- [PAGE EXTRACT]:
══════════
What has become increasingly clear is that for immigration to be managed successfully, a large number of decision-makers will have to operate from a shared strategic platform with a knowledge of the issues, how they are related, and what effects their interventions are having - the same questions that you are posing to yourselves here in Sweden. In effect, our countries are converging on these questions from different directions: Canada as a country of immigrants that is beginning to ask itself fundamental questions about objectives and impacts; Sweden as a country that is in the process of opening up (because that is where we are all moving) but struggling to find the right public policy response. All to say that there is ample basis for the exchange of information - not just within Europe but between Europe and North America.

Having told you why we undertook our Project, I would like to describe, briefly, how Metropolis is organised in Canada.

I hope that I am not disappointing you by not talking about the issues but my intent, and my explicit instructions from Kristine, was to promote Metropolis and to help build durable links to our policy-research network. If this is to happen, it is important for you to understand what you would be connecting yourselves to; the nature of the network; how it is animated; and how we would like its nodes to behave

The idea of the Metropolis Project originated in the summer of 1994 and was developed through an exchange of papers and a series of discussions between myself and Demetrios Papademetriou who is a Senior Associate and Director of the International Migration Program with the Washington-based Carnegie Endowment for International Peace. By December of that year, we in Canada had convened a conference of academic researchers and policy officials for two days of talks aimed at producing a research agenda.
══════════
- [DATA]:
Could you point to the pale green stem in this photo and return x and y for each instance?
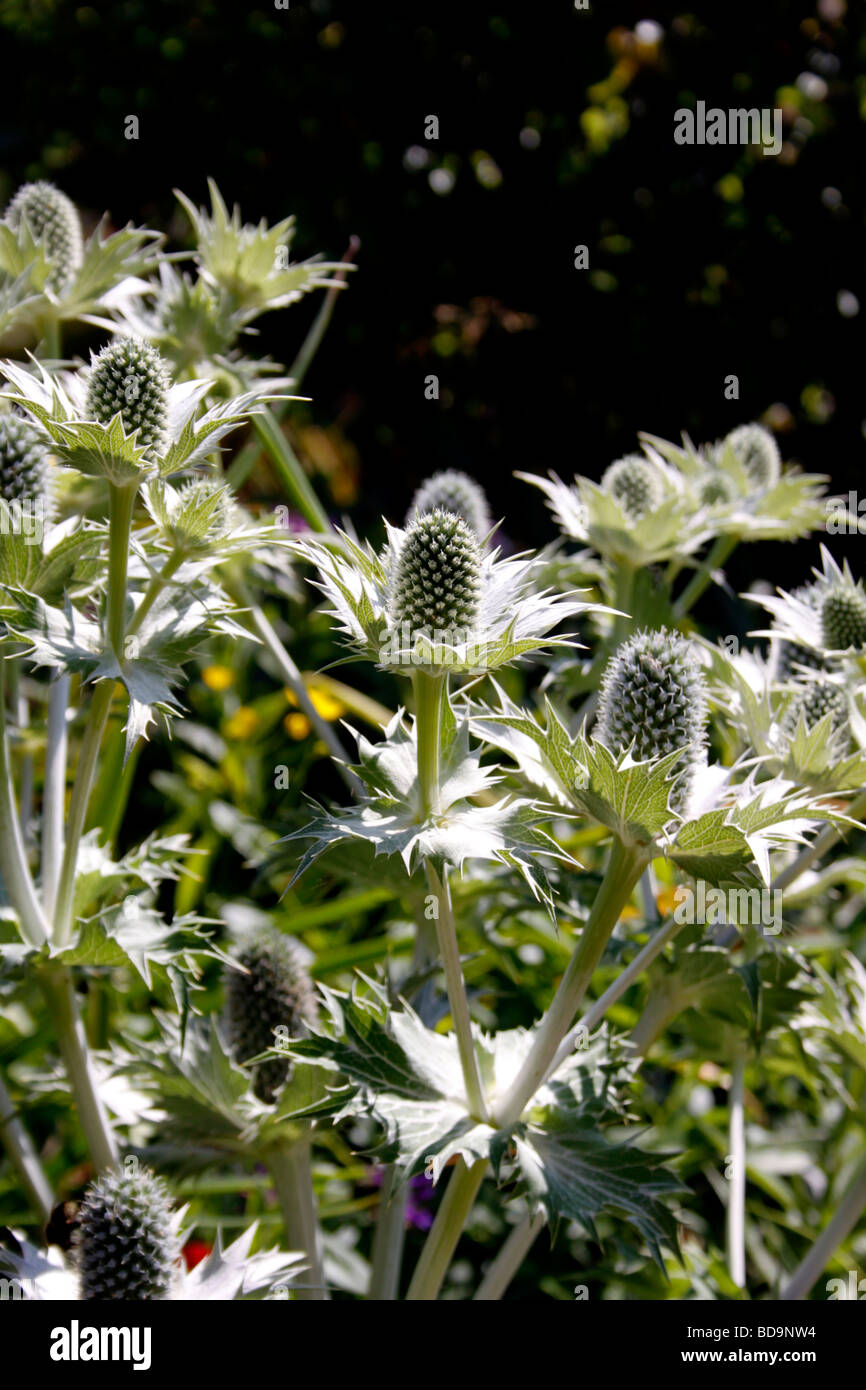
(845, 1218)
(68, 1029)
(719, 552)
(14, 869)
(292, 1175)
(54, 791)
(624, 868)
(509, 1260)
(24, 1157)
(736, 1203)
(445, 1232)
══════════
Could you give the Metropolis talk again between "The idea of" and "a research agenda.", inclusive, substituting "fall" for "summer"?

- [EXERCISE SOLUTION]:
The idea of the Metropolis Project originated in the fall of 1994 and was developed through an exchange of papers and a series of discussions between myself and Demetrios Papademetriou who is a Senior Associate and Director of the International Migration Program with the Washington-based Carnegie Endowment for International Peace. By December of that year, we in Canada had convened a conference of academic researchers and policy officials for two days of talks aimed at producing a research agenda.